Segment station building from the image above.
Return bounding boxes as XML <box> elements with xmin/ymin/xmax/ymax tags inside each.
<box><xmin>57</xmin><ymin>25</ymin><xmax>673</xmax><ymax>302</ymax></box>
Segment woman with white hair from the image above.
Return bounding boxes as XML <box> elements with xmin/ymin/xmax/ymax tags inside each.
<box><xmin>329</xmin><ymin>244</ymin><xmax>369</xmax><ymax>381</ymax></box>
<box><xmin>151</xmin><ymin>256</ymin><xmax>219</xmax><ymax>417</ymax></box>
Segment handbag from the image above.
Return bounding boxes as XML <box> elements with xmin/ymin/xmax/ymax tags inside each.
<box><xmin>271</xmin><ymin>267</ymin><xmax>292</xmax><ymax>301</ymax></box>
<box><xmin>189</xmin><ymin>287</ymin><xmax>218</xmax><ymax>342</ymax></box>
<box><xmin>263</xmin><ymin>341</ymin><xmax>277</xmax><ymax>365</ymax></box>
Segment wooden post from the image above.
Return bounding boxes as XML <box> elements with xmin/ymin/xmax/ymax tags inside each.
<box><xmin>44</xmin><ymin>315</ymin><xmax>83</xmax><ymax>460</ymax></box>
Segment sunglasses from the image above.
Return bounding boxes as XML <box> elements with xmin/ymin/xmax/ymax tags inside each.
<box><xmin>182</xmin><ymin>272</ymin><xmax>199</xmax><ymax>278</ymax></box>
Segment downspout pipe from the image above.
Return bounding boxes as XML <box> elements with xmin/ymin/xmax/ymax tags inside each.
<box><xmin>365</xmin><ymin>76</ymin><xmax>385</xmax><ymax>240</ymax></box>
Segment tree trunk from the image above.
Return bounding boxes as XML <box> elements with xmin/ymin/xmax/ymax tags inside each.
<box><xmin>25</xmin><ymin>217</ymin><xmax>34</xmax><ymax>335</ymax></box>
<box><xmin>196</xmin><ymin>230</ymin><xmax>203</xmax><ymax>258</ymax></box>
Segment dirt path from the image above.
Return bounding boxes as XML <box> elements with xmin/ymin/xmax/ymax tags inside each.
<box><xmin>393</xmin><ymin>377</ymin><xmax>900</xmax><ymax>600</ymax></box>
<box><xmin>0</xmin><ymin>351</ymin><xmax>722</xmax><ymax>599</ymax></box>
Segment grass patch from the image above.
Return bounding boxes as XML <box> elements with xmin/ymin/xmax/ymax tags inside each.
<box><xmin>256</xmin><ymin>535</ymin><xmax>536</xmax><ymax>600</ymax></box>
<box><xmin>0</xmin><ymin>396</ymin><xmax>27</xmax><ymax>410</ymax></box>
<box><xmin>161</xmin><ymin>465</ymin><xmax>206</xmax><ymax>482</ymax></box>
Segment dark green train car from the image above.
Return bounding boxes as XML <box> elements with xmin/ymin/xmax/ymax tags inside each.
——
▶ **Activity**: Write down exactly every line of the material above up to and including the line containing "Segment handbag from the image above.".

▶ **Exercise result**:
Segment station building from the image above.
Return bounding boxes as XML <box> elements with xmin/ymin/xmax/ymax tags inside each.
<box><xmin>57</xmin><ymin>25</ymin><xmax>673</xmax><ymax>302</ymax></box>
Segment woman with white hair from the image above.
Return bounding boxes as XML <box> elements with xmin/ymin/xmax/ymax tags inside each.
<box><xmin>329</xmin><ymin>244</ymin><xmax>369</xmax><ymax>381</ymax></box>
<box><xmin>151</xmin><ymin>256</ymin><xmax>219</xmax><ymax>417</ymax></box>
Segment handbag from the image above.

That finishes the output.